____ Exercise input
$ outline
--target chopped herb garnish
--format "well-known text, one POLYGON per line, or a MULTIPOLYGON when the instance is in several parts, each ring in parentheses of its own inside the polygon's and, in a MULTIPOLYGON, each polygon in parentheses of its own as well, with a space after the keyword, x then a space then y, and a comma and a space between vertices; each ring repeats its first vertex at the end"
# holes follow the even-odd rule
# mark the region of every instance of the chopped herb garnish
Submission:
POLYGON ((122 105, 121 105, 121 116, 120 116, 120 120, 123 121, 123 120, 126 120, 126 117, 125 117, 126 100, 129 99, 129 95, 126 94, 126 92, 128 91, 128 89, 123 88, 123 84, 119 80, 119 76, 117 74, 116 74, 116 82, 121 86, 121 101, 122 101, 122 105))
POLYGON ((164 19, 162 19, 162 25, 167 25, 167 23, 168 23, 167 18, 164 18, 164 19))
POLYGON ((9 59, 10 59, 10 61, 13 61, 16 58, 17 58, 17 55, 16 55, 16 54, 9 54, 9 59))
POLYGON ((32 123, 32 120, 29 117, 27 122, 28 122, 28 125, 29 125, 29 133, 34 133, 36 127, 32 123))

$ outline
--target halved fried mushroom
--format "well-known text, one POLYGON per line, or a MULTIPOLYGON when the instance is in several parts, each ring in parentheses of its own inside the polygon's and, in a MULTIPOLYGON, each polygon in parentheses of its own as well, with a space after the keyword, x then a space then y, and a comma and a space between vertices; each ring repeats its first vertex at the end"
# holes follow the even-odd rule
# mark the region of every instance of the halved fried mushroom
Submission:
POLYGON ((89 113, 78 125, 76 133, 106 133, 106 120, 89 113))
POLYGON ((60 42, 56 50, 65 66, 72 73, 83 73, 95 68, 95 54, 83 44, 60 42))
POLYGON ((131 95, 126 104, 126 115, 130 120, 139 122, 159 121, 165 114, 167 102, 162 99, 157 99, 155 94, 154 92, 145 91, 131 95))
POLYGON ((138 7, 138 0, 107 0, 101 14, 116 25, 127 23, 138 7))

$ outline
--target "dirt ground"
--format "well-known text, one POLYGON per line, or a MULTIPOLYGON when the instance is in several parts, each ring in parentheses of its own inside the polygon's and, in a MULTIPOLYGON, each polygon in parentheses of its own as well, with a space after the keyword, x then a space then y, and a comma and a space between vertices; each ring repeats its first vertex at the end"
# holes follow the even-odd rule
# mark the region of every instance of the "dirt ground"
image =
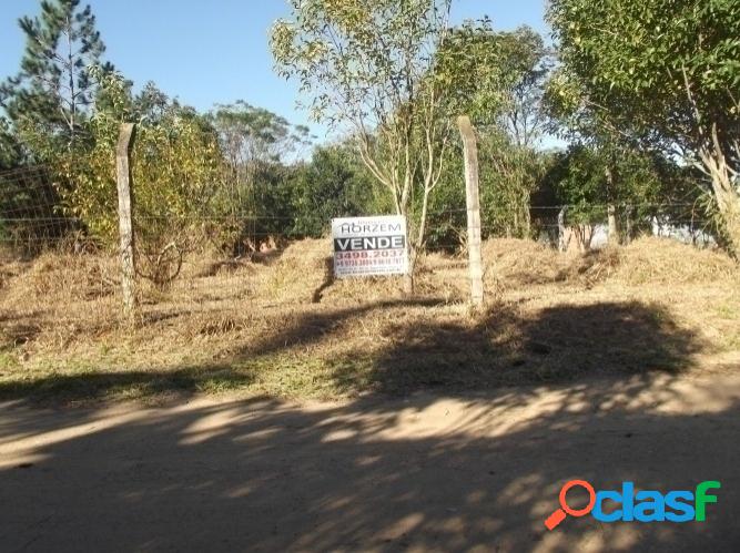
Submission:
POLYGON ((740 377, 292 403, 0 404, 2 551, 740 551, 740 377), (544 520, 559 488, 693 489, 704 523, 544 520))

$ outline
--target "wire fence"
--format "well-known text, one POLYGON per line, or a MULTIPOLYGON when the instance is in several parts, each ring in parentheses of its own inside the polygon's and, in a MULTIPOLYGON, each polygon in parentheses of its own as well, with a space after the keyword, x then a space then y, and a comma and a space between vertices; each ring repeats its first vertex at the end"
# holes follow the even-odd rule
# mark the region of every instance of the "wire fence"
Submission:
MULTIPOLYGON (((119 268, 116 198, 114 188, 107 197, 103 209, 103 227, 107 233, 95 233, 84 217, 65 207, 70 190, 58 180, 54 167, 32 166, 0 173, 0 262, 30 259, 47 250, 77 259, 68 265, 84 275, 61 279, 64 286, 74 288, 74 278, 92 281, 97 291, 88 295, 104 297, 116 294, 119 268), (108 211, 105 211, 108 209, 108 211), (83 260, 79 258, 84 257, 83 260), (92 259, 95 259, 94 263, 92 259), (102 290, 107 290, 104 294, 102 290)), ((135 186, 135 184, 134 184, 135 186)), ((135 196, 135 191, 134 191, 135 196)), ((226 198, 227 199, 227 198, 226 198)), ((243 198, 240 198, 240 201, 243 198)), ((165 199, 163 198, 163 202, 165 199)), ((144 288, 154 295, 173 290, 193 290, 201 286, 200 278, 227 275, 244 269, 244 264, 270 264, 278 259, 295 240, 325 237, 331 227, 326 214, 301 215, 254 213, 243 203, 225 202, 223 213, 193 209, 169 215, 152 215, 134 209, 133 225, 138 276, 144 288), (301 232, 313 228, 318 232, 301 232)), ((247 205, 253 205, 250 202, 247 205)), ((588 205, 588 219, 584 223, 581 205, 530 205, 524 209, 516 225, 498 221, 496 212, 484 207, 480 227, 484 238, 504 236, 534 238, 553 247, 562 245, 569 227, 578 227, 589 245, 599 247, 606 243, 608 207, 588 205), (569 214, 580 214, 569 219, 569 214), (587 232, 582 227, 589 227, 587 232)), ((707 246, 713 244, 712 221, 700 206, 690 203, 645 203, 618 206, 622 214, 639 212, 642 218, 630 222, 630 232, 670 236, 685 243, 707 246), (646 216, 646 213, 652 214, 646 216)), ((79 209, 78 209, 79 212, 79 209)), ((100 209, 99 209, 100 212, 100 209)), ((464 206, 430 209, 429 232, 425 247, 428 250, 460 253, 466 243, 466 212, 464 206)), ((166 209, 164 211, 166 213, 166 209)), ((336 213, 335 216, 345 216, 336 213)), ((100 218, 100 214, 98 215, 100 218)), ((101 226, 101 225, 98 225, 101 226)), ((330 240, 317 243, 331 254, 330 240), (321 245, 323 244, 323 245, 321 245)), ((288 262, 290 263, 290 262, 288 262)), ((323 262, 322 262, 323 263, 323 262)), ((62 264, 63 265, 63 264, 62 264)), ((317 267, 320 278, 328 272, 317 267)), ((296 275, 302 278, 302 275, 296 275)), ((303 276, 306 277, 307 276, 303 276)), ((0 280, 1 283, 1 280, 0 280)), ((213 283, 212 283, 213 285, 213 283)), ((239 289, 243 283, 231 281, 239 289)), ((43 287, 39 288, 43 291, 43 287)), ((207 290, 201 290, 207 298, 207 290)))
________
The exercise - Copy all of the rows above word for word, but leave out the pictures.

The answer -
$ outline
--target chopped herb garnish
--format "well-known text, one POLYGON per line, or a MULTIPOLYGON when the instance is in several parts, each ring in parentheses of its own inside the polygon's and, in a MULTIPOLYGON, each polygon in parentheses of its own as well, with a space after the keyword, x then a space then y, and a comma and a space between vertices; each ring repeats its first vertex at the end"
# holes follow the even-odd rule
# mark the region of every instance of the chopped herb garnish
Submission:
POLYGON ((122 105, 121 105, 121 116, 120 116, 120 120, 123 121, 123 120, 126 120, 126 117, 125 117, 126 100, 129 99, 129 95, 126 94, 126 92, 128 91, 128 89, 123 88, 123 84, 119 80, 119 76, 117 74, 116 74, 116 82, 121 86, 121 101, 122 101, 122 105))
POLYGON ((164 19, 162 19, 162 25, 167 25, 167 23, 168 23, 167 18, 164 18, 164 19))
POLYGON ((9 59, 10 59, 10 61, 13 61, 16 58, 17 58, 17 55, 16 55, 16 54, 9 54, 9 59))
POLYGON ((32 123, 32 120, 29 117, 27 122, 28 122, 28 125, 29 125, 29 133, 34 133, 36 127, 32 123))

$ outline
--target halved fried mushroom
--format "well-known text, one POLYGON per line, or a MULTIPOLYGON when the instance is in several parts, each ring in parentheses of its own inside the polygon's and, in a MULTIPOLYGON, each polygon in parentheses of its own as well, with a space after the keyword, x then a space then y, and a comma and a space between vertices; each ring repeats its first vertex at the end"
# holes follow the even-odd rule
# mark the region of every instance of the halved fried mushroom
Submission:
POLYGON ((89 113, 78 125, 76 133, 106 133, 106 120, 89 113))
POLYGON ((60 42, 56 50, 65 66, 72 73, 83 73, 95 68, 95 54, 83 44, 60 42))
POLYGON ((131 95, 126 104, 126 115, 130 120, 139 122, 159 121, 165 114, 167 102, 162 99, 157 99, 155 94, 154 92, 145 91, 131 95))
POLYGON ((138 7, 138 0, 107 0, 101 14, 116 25, 127 23, 138 7))

$ outline
--target "dirt ground"
--format "well-known text, one POLYGON per line, or a MULTIPOLYGON when the instance is in several parts, each ring in parentheses of its own inside the polygon's and, in a MULTIPOLYGON, each polygon in parentheses of its own as well, with a space after the keyword, x then a space then y, and a comma and a space between vertices; each ring repeats its first vertex at the end"
# holes follow the even-odd rule
# mark the region of every instance of the "dirt ground"
image =
Submission:
POLYGON ((740 377, 292 403, 0 404, 2 551, 740 551, 740 377), (544 520, 559 488, 693 489, 704 523, 544 520))

$ outline
--target "wire fence"
--format "well-known text, one POLYGON per line, or a MULTIPOLYGON when the instance is in several parts, each ring in parentheses of its own inside the polygon's and, in a MULTIPOLYGON, each polygon in parentheses of its own as well, with a space after the keyword, x then a space then y, and a comma and a space between vertices; each ring repeats its first vertex at the end"
# holes follow the even-odd rule
# mark the region of every instance of the "wire fence"
Submission:
MULTIPOLYGON (((119 268, 116 198, 114 188, 107 197, 103 209, 103 227, 107 233, 95 233, 84 217, 65 207, 70 190, 58 180, 54 167, 32 166, 0 173, 0 262, 30 259, 47 250, 77 259, 68 265, 84 275, 61 279, 64 286, 74 288, 74 278, 92 281, 97 291, 88 295, 104 297, 116 294, 119 268), (108 211, 105 211, 108 209, 108 211), (83 260, 79 258, 84 257, 83 260), (92 259, 95 259, 94 263, 92 259), (102 290, 107 290, 104 294, 102 290)), ((135 186, 135 184, 134 184, 135 186)), ((135 196, 135 191, 134 191, 135 196)), ((226 198, 227 199, 227 198, 226 198)), ((243 198, 240 198, 240 201, 243 198)), ((165 199, 163 198, 163 202, 165 199)), ((144 288, 154 295, 173 290, 193 290, 201 286, 200 278, 227 275, 244 269, 244 264, 270 264, 278 259, 295 240, 325 237, 331 227, 326 214, 301 215, 254 213, 243 203, 225 202, 223 213, 193 209, 169 215, 152 215, 134 209, 133 225, 138 276, 144 288), (301 232, 313 228, 318 232, 301 232)), ((247 205, 253 205, 250 202, 247 205)), ((588 205, 588 219, 584 223, 581 205, 530 205, 524 209, 516 225, 498 221, 496 212, 484 207, 480 227, 484 238, 504 236, 534 238, 553 247, 562 245, 569 227, 578 227, 589 245, 599 247, 606 243, 608 207, 588 205), (569 214, 580 214, 569 219, 569 214), (587 232, 582 227, 589 227, 587 232)), ((707 246, 713 244, 712 221, 700 206, 690 203, 645 203, 618 206, 622 214, 639 212, 642 218, 630 222, 630 232, 670 236, 685 243, 707 246), (646 216, 646 213, 652 214, 646 216)), ((79 209, 78 209, 79 212, 79 209)), ((100 209, 99 209, 100 212, 100 209)), ((464 206, 430 209, 429 232, 425 247, 428 250, 460 253, 466 243, 466 212, 464 206)), ((166 209, 164 211, 166 213, 166 209)), ((336 213, 335 216, 345 216, 336 213)), ((100 218, 100 214, 98 215, 100 218)), ((101 226, 101 225, 98 225, 101 226)), ((330 240, 317 243, 331 254, 330 240), (321 245, 323 244, 323 245, 321 245)), ((288 262, 290 263, 290 262, 288 262)), ((323 262, 322 262, 323 263, 323 262)), ((62 264, 63 265, 63 264, 62 264)), ((317 267, 320 278, 328 272, 317 267)), ((296 275, 302 278, 302 275, 296 275)), ((303 276, 306 277, 307 276, 303 276)), ((0 280, 1 283, 1 280, 0 280)), ((213 283, 212 283, 213 285, 213 283)), ((239 289, 243 283, 231 281, 239 289)), ((43 287, 39 288, 43 291, 43 287)), ((207 290, 201 290, 207 298, 207 290)))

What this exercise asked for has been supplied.